Point localization data:
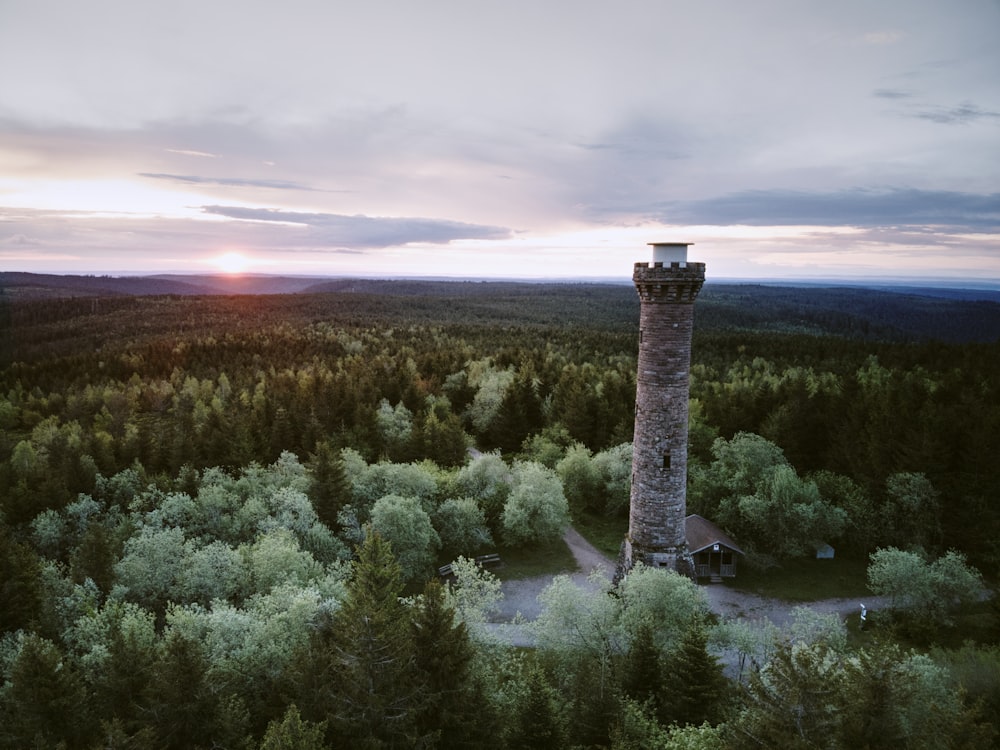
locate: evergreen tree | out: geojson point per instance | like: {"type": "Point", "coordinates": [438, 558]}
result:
{"type": "Point", "coordinates": [375, 691]}
{"type": "Point", "coordinates": [697, 687]}
{"type": "Point", "coordinates": [293, 733]}
{"type": "Point", "coordinates": [94, 558]}
{"type": "Point", "coordinates": [329, 489]}
{"type": "Point", "coordinates": [642, 671]}
{"type": "Point", "coordinates": [182, 704]}
{"type": "Point", "coordinates": [537, 725]}
{"type": "Point", "coordinates": [40, 705]}
{"type": "Point", "coordinates": [453, 711]}
{"type": "Point", "coordinates": [20, 587]}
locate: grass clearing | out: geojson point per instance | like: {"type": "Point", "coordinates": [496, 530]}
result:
{"type": "Point", "coordinates": [604, 532]}
{"type": "Point", "coordinates": [528, 562]}
{"type": "Point", "coordinates": [806, 580]}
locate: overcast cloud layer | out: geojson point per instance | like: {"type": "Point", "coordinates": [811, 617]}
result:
{"type": "Point", "coordinates": [785, 137]}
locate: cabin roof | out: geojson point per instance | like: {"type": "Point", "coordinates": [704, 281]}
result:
{"type": "Point", "coordinates": [702, 533]}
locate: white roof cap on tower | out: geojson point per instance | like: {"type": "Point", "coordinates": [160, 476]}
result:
{"type": "Point", "coordinates": [670, 252]}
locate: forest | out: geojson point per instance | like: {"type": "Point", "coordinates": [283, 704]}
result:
{"type": "Point", "coordinates": [221, 517]}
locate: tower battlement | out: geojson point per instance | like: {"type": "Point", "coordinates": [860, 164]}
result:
{"type": "Point", "coordinates": [667, 289]}
{"type": "Point", "coordinates": [675, 282]}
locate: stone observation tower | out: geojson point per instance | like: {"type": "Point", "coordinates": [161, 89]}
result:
{"type": "Point", "coordinates": [667, 290]}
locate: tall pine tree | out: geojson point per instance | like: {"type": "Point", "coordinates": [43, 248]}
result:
{"type": "Point", "coordinates": [376, 691]}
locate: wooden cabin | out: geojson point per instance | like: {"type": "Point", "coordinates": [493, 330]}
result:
{"type": "Point", "coordinates": [713, 552]}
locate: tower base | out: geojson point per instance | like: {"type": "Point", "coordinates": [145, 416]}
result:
{"type": "Point", "coordinates": [677, 559]}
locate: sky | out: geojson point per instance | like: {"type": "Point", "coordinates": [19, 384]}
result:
{"type": "Point", "coordinates": [786, 139]}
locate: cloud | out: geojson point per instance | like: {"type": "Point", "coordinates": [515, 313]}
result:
{"type": "Point", "coordinates": [366, 231]}
{"type": "Point", "coordinates": [960, 115]}
{"type": "Point", "coordinates": [228, 181]}
{"type": "Point", "coordinates": [858, 208]}
{"type": "Point", "coordinates": [191, 152]}
{"type": "Point", "coordinates": [891, 94]}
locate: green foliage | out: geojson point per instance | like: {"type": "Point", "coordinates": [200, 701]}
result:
{"type": "Point", "coordinates": [536, 512]}
{"type": "Point", "coordinates": [752, 490]}
{"type": "Point", "coordinates": [811, 696]}
{"type": "Point", "coordinates": [374, 694]}
{"type": "Point", "coordinates": [461, 524]}
{"type": "Point", "coordinates": [174, 568]}
{"type": "Point", "coordinates": [293, 733]}
{"type": "Point", "coordinates": [926, 591]}
{"type": "Point", "coordinates": [407, 527]}
{"type": "Point", "coordinates": [40, 700]}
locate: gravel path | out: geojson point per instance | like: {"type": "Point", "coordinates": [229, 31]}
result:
{"type": "Point", "coordinates": [520, 600]}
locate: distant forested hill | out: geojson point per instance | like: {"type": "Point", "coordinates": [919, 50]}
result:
{"type": "Point", "coordinates": [903, 314]}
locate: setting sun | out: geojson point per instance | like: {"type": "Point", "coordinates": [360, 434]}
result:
{"type": "Point", "coordinates": [232, 263]}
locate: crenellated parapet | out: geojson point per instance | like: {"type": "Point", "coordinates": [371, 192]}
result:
{"type": "Point", "coordinates": [677, 283]}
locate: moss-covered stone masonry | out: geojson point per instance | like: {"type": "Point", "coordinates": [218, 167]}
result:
{"type": "Point", "coordinates": [658, 503]}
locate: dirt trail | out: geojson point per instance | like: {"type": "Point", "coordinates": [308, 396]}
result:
{"type": "Point", "coordinates": [521, 596]}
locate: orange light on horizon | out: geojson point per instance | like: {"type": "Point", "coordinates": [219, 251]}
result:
{"type": "Point", "coordinates": [232, 263]}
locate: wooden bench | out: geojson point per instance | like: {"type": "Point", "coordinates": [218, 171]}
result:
{"type": "Point", "coordinates": [488, 561]}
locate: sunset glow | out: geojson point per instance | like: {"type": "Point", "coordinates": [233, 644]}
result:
{"type": "Point", "coordinates": [809, 141]}
{"type": "Point", "coordinates": [232, 263]}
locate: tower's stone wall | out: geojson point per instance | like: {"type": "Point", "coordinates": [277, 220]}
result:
{"type": "Point", "coordinates": [658, 502]}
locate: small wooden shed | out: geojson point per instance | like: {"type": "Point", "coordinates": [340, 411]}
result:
{"type": "Point", "coordinates": [714, 553]}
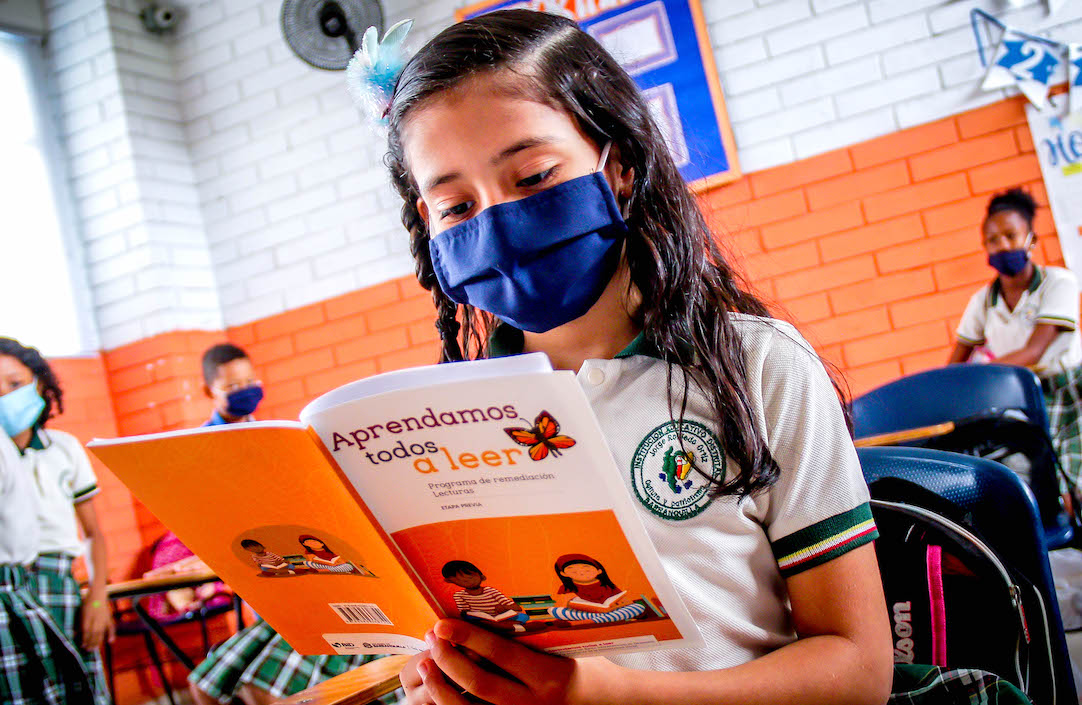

» **Problem to solve**: Give back the records exactly, minus any pictures.

» **Final answer**:
locate: evergreen tree | out: geojson point per instance | like: {"type": "Point", "coordinates": [438, 558]}
result:
{"type": "Point", "coordinates": [375, 691]}
{"type": "Point", "coordinates": [697, 687]}
{"type": "Point", "coordinates": [293, 733]}
{"type": "Point", "coordinates": [94, 558]}
{"type": "Point", "coordinates": [329, 489]}
{"type": "Point", "coordinates": [642, 671]}
{"type": "Point", "coordinates": [182, 704]}
{"type": "Point", "coordinates": [537, 725]}
{"type": "Point", "coordinates": [40, 705]}
{"type": "Point", "coordinates": [453, 711]}
{"type": "Point", "coordinates": [20, 587]}
locate: grass clearing | out: geojson point per instance | like: {"type": "Point", "coordinates": [496, 530]}
result:
{"type": "Point", "coordinates": [604, 532]}
{"type": "Point", "coordinates": [528, 562]}
{"type": "Point", "coordinates": [806, 580]}
locate: overcast cloud layer | out: geojson point per instance | like: {"type": "Point", "coordinates": [811, 617]}
result:
{"type": "Point", "coordinates": [785, 137]}
locate: cabin roof | out: geojson point per instance | like: {"type": "Point", "coordinates": [704, 281]}
result:
{"type": "Point", "coordinates": [702, 533]}
locate: white roof cap on tower | out: geojson point per instance | like: {"type": "Point", "coordinates": [160, 476]}
result:
{"type": "Point", "coordinates": [670, 252]}
locate: forest | out: geojson point per instance | like: {"type": "Point", "coordinates": [283, 704]}
result:
{"type": "Point", "coordinates": [221, 517]}
locate: tower battlement | out: geojson point per instance | like: {"type": "Point", "coordinates": [860, 164]}
result:
{"type": "Point", "coordinates": [667, 289]}
{"type": "Point", "coordinates": [675, 282]}
locate: stone observation tower | out: geojson point per instance | like: {"type": "Point", "coordinates": [161, 89]}
result:
{"type": "Point", "coordinates": [667, 290]}
locate: tall pine tree | out: geojson point per instance | like: {"type": "Point", "coordinates": [43, 248]}
result:
{"type": "Point", "coordinates": [376, 691]}
locate: wooden cabin | out: geojson point per instance | like: {"type": "Point", "coordinates": [493, 330]}
result:
{"type": "Point", "coordinates": [713, 552]}
locate: tower base | out: geojson point per instance | like: {"type": "Point", "coordinates": [145, 416]}
result:
{"type": "Point", "coordinates": [677, 559]}
locate: sky | out: geojson point per instance | like: {"type": "Point", "coordinates": [19, 384]}
result:
{"type": "Point", "coordinates": [786, 139]}
locate: cloud | out: geojson point per instance | like: {"type": "Point", "coordinates": [515, 313]}
result:
{"type": "Point", "coordinates": [366, 231]}
{"type": "Point", "coordinates": [960, 115]}
{"type": "Point", "coordinates": [228, 181]}
{"type": "Point", "coordinates": [858, 208]}
{"type": "Point", "coordinates": [191, 152]}
{"type": "Point", "coordinates": [891, 94]}
locate: green foliage | out: geojson point per instance | like: {"type": "Point", "coordinates": [200, 701]}
result:
{"type": "Point", "coordinates": [536, 512]}
{"type": "Point", "coordinates": [752, 490]}
{"type": "Point", "coordinates": [811, 696]}
{"type": "Point", "coordinates": [374, 694]}
{"type": "Point", "coordinates": [461, 524]}
{"type": "Point", "coordinates": [174, 568]}
{"type": "Point", "coordinates": [293, 733]}
{"type": "Point", "coordinates": [926, 591]}
{"type": "Point", "coordinates": [407, 527]}
{"type": "Point", "coordinates": [40, 700]}
locate: gravel path | out: geojson point per instance | like: {"type": "Point", "coordinates": [229, 31]}
result:
{"type": "Point", "coordinates": [520, 600]}
locate: distant forested hill | out: geojson point per instance | like: {"type": "Point", "coordinates": [919, 50]}
result:
{"type": "Point", "coordinates": [903, 314]}
locate: setting sun | out: geojson point per instance | like: {"type": "Point", "coordinates": [360, 434]}
result:
{"type": "Point", "coordinates": [232, 263]}
locate: crenellated parapet | out: geojson point per instance | like: {"type": "Point", "coordinates": [371, 192]}
result:
{"type": "Point", "coordinates": [677, 283]}
locate: moss-covered stone masonry | out: geojson point per instance | like: {"type": "Point", "coordinates": [218, 167]}
result:
{"type": "Point", "coordinates": [658, 503]}
locate: dirt trail | out: geojson point per instance | like: {"type": "Point", "coordinates": [308, 396]}
result:
{"type": "Point", "coordinates": [521, 596]}
locate: orange light on horizon | out: geojson point per instance | like: {"type": "Point", "coordinates": [219, 251]}
result:
{"type": "Point", "coordinates": [232, 263]}
locate: wooden bench | out: geojson point per instance | like: {"type": "Point", "coordinates": [218, 171]}
result:
{"type": "Point", "coordinates": [488, 561]}
locate: sunset glow | out: geojson point per instance | like: {"type": "Point", "coordinates": [233, 644]}
result:
{"type": "Point", "coordinates": [809, 141]}
{"type": "Point", "coordinates": [232, 263]}
locate: tower's stone wall | out: geojson point per instance | like: {"type": "Point", "coordinates": [277, 220]}
result:
{"type": "Point", "coordinates": [658, 502]}
locate: small wooden shed | out: geojson point per instance | like: {"type": "Point", "coordinates": [340, 411]}
result:
{"type": "Point", "coordinates": [714, 553]}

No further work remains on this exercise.